→ **REQUIREMENT**
Please write out the whole interview transcript below, word for word.

→ **DOCUMENT**
====

Chris Hill: I’m Chris Hill and that’s Doomberg, a writer on the number one financial publication on Substack. Doomberg is anonymous. If you look for a photo on Twitter or Substack, you just going to find a cartoon chicken. But you’re also going to find a deep understanding of energy policy. You may recall that Motley Fool Senior Analysts, Nick Sciple interviewed Doomberg last fall about Europe’s energy crisis. Today, they talked about some key things that have changed since then, as well as the future of nuclear energy and one storyline that could be bullish for the price of oil.
Nick Sciple: One of the topics we talked about last time and something I’ve heard you talk about elsewhere is the idea when it comes to energy policy, there’s really no solutions to energy problems, just trade-offs. Before we get into some of the energy topics of today, for our listeners can you walk through that concept and why it’s the case in energy?

====

→ **Object position labeling lines**

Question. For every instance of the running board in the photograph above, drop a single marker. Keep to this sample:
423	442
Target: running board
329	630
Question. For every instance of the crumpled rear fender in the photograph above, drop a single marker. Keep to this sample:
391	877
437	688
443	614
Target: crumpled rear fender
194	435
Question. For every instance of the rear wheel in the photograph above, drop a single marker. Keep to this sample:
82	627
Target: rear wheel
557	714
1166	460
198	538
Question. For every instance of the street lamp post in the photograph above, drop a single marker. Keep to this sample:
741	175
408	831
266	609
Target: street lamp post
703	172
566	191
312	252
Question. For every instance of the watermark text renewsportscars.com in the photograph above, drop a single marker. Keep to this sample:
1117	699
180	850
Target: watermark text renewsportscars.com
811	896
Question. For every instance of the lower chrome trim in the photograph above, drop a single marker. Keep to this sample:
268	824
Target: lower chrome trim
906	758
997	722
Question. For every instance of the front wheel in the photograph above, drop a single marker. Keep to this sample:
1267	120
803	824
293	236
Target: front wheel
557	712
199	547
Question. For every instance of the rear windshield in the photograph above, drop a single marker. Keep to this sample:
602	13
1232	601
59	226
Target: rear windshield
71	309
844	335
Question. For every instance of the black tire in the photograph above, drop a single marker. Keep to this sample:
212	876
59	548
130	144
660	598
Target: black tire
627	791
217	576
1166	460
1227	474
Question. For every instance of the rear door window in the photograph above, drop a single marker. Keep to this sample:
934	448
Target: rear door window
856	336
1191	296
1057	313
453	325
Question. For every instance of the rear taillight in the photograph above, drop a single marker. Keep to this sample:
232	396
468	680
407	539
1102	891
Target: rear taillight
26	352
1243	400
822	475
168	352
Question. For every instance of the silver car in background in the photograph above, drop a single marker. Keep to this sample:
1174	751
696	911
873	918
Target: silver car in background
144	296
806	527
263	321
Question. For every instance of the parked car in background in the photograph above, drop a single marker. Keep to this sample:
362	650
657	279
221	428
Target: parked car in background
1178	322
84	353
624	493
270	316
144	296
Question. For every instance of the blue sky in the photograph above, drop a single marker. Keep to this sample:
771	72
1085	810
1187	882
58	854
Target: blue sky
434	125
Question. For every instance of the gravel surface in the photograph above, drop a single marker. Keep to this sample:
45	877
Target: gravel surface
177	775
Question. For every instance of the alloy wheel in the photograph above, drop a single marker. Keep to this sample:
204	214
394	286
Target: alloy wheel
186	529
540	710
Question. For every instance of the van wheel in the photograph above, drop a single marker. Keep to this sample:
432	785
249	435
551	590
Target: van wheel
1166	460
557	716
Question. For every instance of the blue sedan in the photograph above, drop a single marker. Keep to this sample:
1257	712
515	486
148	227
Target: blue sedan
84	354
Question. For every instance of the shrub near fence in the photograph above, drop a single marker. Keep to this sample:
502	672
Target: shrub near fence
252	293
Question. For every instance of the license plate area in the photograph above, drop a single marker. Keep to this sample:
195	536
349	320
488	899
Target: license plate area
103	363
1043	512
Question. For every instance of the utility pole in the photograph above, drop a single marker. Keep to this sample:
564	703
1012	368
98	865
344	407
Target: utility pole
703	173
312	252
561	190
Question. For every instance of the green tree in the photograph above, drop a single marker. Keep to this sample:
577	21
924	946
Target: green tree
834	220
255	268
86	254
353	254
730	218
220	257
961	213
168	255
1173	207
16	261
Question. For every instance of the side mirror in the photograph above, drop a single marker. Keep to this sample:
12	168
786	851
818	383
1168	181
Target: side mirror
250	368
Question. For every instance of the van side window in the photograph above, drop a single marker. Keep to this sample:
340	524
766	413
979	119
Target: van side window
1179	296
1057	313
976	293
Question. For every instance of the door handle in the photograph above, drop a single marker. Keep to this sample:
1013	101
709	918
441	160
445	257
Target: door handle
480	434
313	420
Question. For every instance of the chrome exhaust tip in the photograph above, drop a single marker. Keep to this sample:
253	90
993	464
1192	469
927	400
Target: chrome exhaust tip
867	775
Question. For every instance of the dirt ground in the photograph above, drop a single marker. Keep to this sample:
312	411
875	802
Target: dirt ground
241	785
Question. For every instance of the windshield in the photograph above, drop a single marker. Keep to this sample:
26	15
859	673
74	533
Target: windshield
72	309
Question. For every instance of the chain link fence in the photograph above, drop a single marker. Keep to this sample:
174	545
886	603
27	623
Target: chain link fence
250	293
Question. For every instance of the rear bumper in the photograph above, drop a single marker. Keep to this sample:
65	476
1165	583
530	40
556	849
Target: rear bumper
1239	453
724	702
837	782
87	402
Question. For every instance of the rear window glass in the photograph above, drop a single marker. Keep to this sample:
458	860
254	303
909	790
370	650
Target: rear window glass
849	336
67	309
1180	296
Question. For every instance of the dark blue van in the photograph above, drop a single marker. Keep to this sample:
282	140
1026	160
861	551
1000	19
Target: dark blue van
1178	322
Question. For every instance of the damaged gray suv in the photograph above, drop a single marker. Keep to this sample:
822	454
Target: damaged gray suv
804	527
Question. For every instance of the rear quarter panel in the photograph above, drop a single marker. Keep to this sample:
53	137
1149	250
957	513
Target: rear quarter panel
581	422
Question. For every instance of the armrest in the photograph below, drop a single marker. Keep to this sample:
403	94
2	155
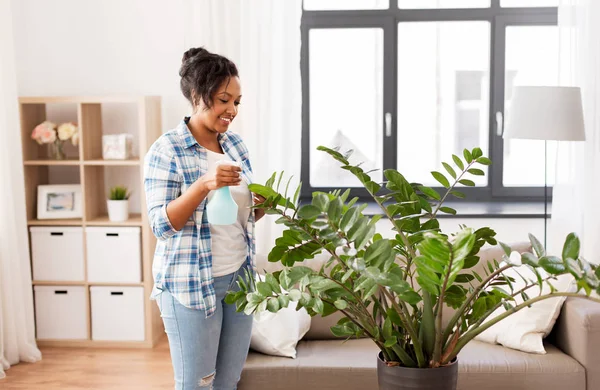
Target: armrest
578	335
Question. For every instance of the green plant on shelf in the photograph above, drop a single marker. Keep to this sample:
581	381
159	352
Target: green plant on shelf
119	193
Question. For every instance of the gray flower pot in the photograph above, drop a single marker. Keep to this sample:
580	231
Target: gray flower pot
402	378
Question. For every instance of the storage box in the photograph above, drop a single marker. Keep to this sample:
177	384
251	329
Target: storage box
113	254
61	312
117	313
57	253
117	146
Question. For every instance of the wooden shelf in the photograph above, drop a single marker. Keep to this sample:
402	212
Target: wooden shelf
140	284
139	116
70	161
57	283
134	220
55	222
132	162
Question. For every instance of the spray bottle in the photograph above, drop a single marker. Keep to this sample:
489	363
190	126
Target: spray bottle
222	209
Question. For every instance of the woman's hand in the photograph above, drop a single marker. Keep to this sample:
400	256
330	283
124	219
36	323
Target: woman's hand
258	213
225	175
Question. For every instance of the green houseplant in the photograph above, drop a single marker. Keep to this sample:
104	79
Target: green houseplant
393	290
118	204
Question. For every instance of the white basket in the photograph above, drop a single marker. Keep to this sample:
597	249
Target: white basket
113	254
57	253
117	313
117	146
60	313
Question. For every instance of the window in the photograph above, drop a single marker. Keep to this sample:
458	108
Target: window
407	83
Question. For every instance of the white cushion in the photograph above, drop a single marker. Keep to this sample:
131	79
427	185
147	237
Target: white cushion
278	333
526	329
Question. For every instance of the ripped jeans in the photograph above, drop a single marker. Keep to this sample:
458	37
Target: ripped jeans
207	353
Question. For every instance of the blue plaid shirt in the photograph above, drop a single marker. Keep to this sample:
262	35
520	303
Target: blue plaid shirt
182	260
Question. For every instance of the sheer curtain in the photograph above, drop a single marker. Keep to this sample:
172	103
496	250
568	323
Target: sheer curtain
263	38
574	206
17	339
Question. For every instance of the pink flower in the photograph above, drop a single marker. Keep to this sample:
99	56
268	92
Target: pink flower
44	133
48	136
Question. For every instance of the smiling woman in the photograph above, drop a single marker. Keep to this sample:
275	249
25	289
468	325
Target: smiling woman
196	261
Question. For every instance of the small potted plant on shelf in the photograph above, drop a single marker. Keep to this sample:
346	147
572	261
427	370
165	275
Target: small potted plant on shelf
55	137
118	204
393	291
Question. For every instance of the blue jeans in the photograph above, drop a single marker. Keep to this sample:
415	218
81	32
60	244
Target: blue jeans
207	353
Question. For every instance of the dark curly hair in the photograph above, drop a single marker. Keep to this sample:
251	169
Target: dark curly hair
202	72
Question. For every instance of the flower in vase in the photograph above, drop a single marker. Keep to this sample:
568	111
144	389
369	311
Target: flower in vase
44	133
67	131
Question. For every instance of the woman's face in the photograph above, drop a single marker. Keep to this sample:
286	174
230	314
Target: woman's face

====

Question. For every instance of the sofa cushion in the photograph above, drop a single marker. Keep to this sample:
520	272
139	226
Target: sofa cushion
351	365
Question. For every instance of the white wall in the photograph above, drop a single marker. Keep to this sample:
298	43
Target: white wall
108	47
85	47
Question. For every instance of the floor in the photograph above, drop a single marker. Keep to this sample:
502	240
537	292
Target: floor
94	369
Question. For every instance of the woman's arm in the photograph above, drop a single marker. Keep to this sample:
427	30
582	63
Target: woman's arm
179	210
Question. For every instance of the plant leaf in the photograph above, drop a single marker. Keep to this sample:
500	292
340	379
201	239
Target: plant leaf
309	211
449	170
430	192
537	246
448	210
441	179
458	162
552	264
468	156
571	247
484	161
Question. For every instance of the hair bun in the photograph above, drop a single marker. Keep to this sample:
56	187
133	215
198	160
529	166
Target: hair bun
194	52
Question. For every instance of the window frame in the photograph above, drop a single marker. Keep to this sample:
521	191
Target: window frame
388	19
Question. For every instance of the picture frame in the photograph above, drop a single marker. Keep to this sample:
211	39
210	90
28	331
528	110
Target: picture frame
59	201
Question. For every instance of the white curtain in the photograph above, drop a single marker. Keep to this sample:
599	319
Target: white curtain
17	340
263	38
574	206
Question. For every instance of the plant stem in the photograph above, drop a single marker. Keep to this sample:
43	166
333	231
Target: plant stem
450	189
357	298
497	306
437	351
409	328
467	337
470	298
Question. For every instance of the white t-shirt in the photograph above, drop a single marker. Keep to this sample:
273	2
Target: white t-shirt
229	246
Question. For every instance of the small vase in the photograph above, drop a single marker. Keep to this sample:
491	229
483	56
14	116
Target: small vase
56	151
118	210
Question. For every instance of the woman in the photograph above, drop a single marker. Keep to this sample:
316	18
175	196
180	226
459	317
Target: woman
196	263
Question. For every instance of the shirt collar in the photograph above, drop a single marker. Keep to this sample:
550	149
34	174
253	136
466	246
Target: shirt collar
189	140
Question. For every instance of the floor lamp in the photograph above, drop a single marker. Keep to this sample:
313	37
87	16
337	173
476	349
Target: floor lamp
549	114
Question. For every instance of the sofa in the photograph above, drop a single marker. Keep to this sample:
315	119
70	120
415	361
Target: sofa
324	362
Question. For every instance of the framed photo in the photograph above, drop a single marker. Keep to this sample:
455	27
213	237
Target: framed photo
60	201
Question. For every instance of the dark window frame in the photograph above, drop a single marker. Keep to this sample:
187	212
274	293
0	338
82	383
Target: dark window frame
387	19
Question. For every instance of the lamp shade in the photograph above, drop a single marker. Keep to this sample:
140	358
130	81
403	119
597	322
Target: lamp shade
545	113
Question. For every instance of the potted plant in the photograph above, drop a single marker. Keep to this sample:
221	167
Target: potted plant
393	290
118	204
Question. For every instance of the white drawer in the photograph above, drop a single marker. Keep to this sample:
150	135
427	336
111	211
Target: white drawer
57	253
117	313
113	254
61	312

====

→ **SOLUTION TO THIS PROBLEM**
Chris Hill: I’m Chris Hill and that’s Doomberg, a writer on the number one financial publication on Substack. Doomberg is anonymous. If you look for a photo on Twitter or Substack, you just going to find a cartoon chicken. But you’re also going to find a deep understanding of energy policy. You may recall that Motley Fool Senior Analysts, Nick Sciple interviewed Doomberg last fall about Europe’s energy crisis. Today, they talked about some key things that have changed since then, as well as the future of nuclear energy and one storyline that could be bullish for the price of oil.
Nick Sciple: One of the topics we talked about last time and something I’ve heard you talk about elsewhere is the idea when it comes to energy policy, there’s really no solutions to energy problems, just trade-offs. Before we get into some of the energy topics of today, for our listeners can you walk through that concept and why it’s the case in energy?